Extracted text »
= Beginning of Section =

This year — you’ve heard it time and again — has been unlike any other. Alongside an unprecedented virus, economic and labor disruptions, and various entrenched political battles, the nation has been having intense discussions about race. The staffing industry has been having these conversations, too — from tough talks behind closed boardroom doors to public forums on what it means for the industry to be inclusive.
We launched our Diversity and Inclusion in the Staffing Industry Survey in September to help the industry better understand where it stands on issues of race in the workplace.
We present these results with the goal of continuing the discussion. Does this data mirror your experience in the staffing industry? How might your own race, political beliefs, and experiences impact the way you view these issues? What can we, as an industry, do better?
Here are some of our most interesting findings.
Race impacts perceptions of diversity and inclusion
Over 40% of respondents of color surveyed say they’ve experienced racial discrimination in the staffing industry.
What’s more, nearly three-quarters of respondents of color agree that white candidates enjoy privileges that candidates of color do not, while a little under half of white candidates agree with the same statement.
It’s worth noting that extensive research backs up the statement that white candidates enjoy privileges that candidates of color do not. For example, according to the Harvard Business Review, white applicants received, on average, 36% more callbacks than Black applicants and 24% more callbacks than Latino applicants with identical résumés.
Taken together, these data points indicate that the industry might benefit from white colleagues paying closer attention to the experiences of colleagues of color. They may also indicate that white members of the staffing industry may be unaware of the depth of discrimination experienced by candidates and colleagues of color.
The industry is committed to diversity and inclusion
The majority of the industry agrees that their organization is dedicated to diversity and inclusiveness. When asked to share more about their answers, many respondents shared the concrete actions that they’re taking to move diversity and inclusion initiatives from talk to action.
Change is needed
The majority of respondents agreed that change is needed in the workforce to create racial equality. While we may differ on the strategies or what this might look like in practice, there’s a shared understanding that business as usual is not currently equitable for all.

= End of Section =

Your objective »
In the text on diversity and inclusion in the staffing industry, how many more callbacks on average did white applicants receive than Black applicants with identical résumés?

Entries supplied »
= Beginning of Section =

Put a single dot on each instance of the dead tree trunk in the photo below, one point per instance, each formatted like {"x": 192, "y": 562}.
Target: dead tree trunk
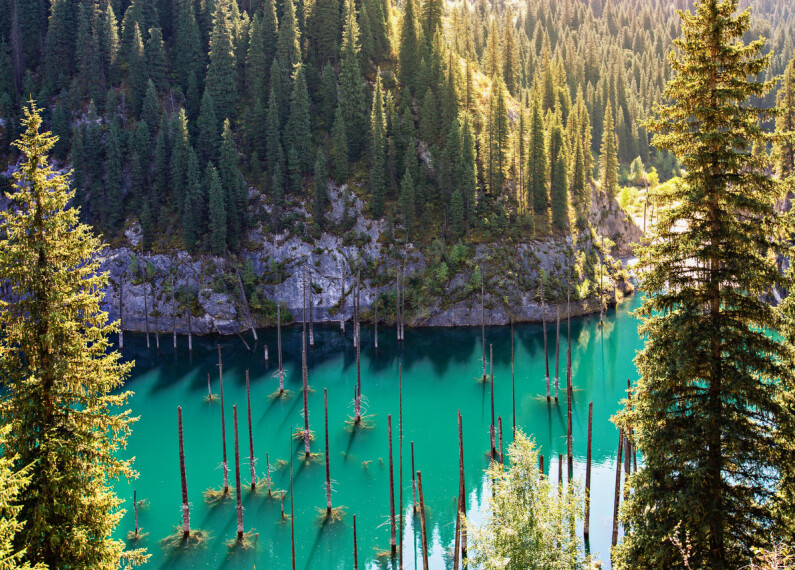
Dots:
{"x": 251, "y": 461}
{"x": 121, "y": 311}
{"x": 587, "y": 523}
{"x": 135, "y": 508}
{"x": 342, "y": 298}
{"x": 146, "y": 306}
{"x": 557, "y": 357}
{"x": 462, "y": 504}
{"x": 493, "y": 448}
{"x": 174, "y": 313}
{"x": 279, "y": 348}
{"x": 223, "y": 423}
{"x": 292, "y": 510}
{"x": 422, "y": 524}
{"x": 237, "y": 478}
{"x": 245, "y": 304}
{"x": 400, "y": 459}
{"x": 392, "y": 532}
{"x": 328, "y": 467}
{"x": 617, "y": 498}
{"x": 184, "y": 481}
{"x": 355, "y": 553}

= End of Section =

Answer to the exercise »
36% more callbacks.